> [WRITTEN TASKS]
#1 In the Ebony Elizabeth Thomas biography, change "American writer and educator" to "American author and teacher" and give the passage from "- Website: https://www.ebonyelizabeththomas.com/about" up to and including "Association Book Award.".
#2 According to the Ebony Elizabeth Thomas biography, which award did her book The Dark Fantastic receive?

> [GIVEN TEXT]
_ _ _ _ _ _ _
- Born: Detroit
- Education: University of Michigan Wayne State University
- Scientific career
- Workplaces: Wayne State University Florida A&M University
- Thesis: "We're Saying the Same Thing": How English Teachers Negotiated Solidarity, Identity, and Ethics Through Talk and Interaction. (2010)
- Website: https://www.ebonyelizabeththomas.com/about

= Ebony Elizabeth Thomas =

American writer and educator

Ebony Elizabeth Thomas is an American writer and educator who is a professor at the University of Michigan School of Education. Her research considers children's literature and fan culture. Her book, The Dark Fantastic, was awarded the 2020 Children's Literature Association Book Award.

== Education and early career ==
Thomas was born and raised in Detroit. She studied English Education at Florida A&M University, then completed her master's degree at Wayne State University, with a focus on 19th-Century British and American literature. Thomas joined the University of Michigan for doctoral research, where she studied discourse conflicts in schooling and society. She graduated with her Ph.D. in English and Education in 2010.

After graduating, Thomas worked as a teacher in the Detroit Public Schools Community District. She taught high school English and creative writing. She held various positions on the National Council of Teachers of English, including the Conference on English Education's executive committee. She completed her research in the Pinnacle Classroom Discourse Study Group, a collective of teachers committed to ending the racial awarding gap.

== Research ==
Thomas was appointed an assistant professor at Wayne State University in 2010, before joining the faculty at University of Pennsylvania by 2014. In Pennsylvania, Thomas focused on African-American education and received a 2014 National Academy of Education/Spencer Foundation Postdoctoral Fellowship. In 2021, Thomas joined the faculty of the University of Michigan School of Education. In 2019 Thomas spoke out against Sarah Dessen and a number of other young adult authors on Twitter after a tweet by Dessen lead to the doxxing and harassment of a Northern State University alumni for criticizing Dessen's literary merit.

Thomas is an expert in children's literature, and has argued that it can be a site of social progress. She has investigated the representation of slavery and diversity within children's books.
_ _ _ _ _ _ _
> [GIVEN MATERIAL]

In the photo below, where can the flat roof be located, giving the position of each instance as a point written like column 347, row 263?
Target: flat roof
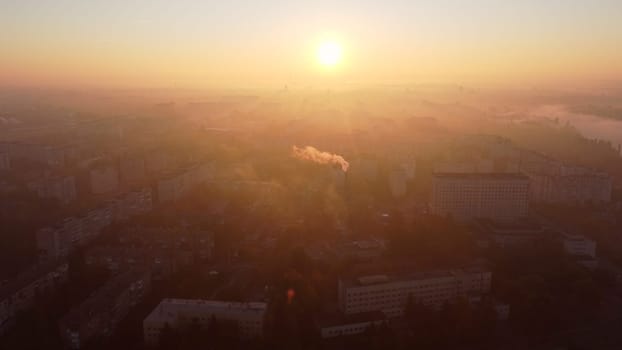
_ _ _ _ _ _ _
> [COMPLETED EXERCISE]
#1
- Website: https://www.ebonyelizabeththomas.com/about

= Ebony Elizabeth Thomas =

American author and teacher

Ebony Elizabeth Thomas is an American author and teacher who is a professor at the University of Michigan School of Education. Her research considers children's literature and fan culture. Her book, The Dark Fantastic, was awarded the 2020 Children's Literature Association Book Award.

#2 The 2020 Children's Literature Association Book Award.